Records contained in a dataset
▬▬▬▬▬▬
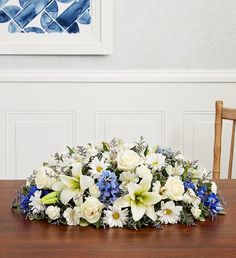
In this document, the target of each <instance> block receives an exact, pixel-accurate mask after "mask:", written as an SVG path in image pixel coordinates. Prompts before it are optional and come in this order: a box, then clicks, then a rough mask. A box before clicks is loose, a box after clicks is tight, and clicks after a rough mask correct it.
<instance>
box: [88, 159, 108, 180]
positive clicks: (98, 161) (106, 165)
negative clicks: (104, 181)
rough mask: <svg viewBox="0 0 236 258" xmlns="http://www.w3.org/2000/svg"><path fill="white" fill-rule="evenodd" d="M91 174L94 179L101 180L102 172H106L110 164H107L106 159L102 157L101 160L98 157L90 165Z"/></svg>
mask: <svg viewBox="0 0 236 258" xmlns="http://www.w3.org/2000/svg"><path fill="white" fill-rule="evenodd" d="M89 166H90V168H91V169H90V170H89V171H90V172H91V174H92V176H93V177H94V178H99V177H100V176H101V173H102V171H104V170H106V169H107V168H108V166H109V163H107V162H106V160H105V158H104V157H102V159H101V160H99V159H98V158H97V157H96V158H94V159H93V160H92V161H91V162H90V163H89Z"/></svg>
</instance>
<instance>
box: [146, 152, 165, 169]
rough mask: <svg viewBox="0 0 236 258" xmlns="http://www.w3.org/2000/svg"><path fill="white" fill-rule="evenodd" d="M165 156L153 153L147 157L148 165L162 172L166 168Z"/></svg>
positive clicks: (155, 153) (158, 153) (150, 154)
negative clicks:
▬▬▬▬▬▬
## What you need to do
Images stay out; the entries above are to be printed exactly.

## Output for this exercise
In this document, the target of each <instance> block receives an exact, pixel-accurate mask after "mask:", written as an SVG path in image pixel coordinates. Prompts before it are optional and come in this order: a box, then clicks, then a rough mask. A box before clicks is loose, a box after clicks is tight, and clicks after a rough mask correct it.
<instance>
box: [88, 159, 108, 180]
positive clicks: (98, 161) (106, 165)
negative clicks: (104, 181)
rough mask: <svg viewBox="0 0 236 258" xmlns="http://www.w3.org/2000/svg"><path fill="white" fill-rule="evenodd" d="M91 174L94 179L101 180L102 172H106L110 164H107L106 159L102 157L101 160L98 157L90 165Z"/></svg>
mask: <svg viewBox="0 0 236 258" xmlns="http://www.w3.org/2000/svg"><path fill="white" fill-rule="evenodd" d="M89 166H90V168H91V169H90V170H89V171H90V172H91V174H92V176H93V177H94V178H99V177H100V176H101V173H102V171H104V170H106V169H107V168H108V166H109V163H107V162H106V160H105V158H104V157H102V159H101V160H99V159H98V158H97V157H96V158H94V159H93V160H92V161H91V162H90V163H89Z"/></svg>
</instance>
<instance>
box: [146, 152, 165, 169]
rough mask: <svg viewBox="0 0 236 258" xmlns="http://www.w3.org/2000/svg"><path fill="white" fill-rule="evenodd" d="M165 156L153 153L147 157L148 165L162 172L166 168Z"/></svg>
positive clicks: (155, 153) (158, 153) (150, 154)
negative clicks:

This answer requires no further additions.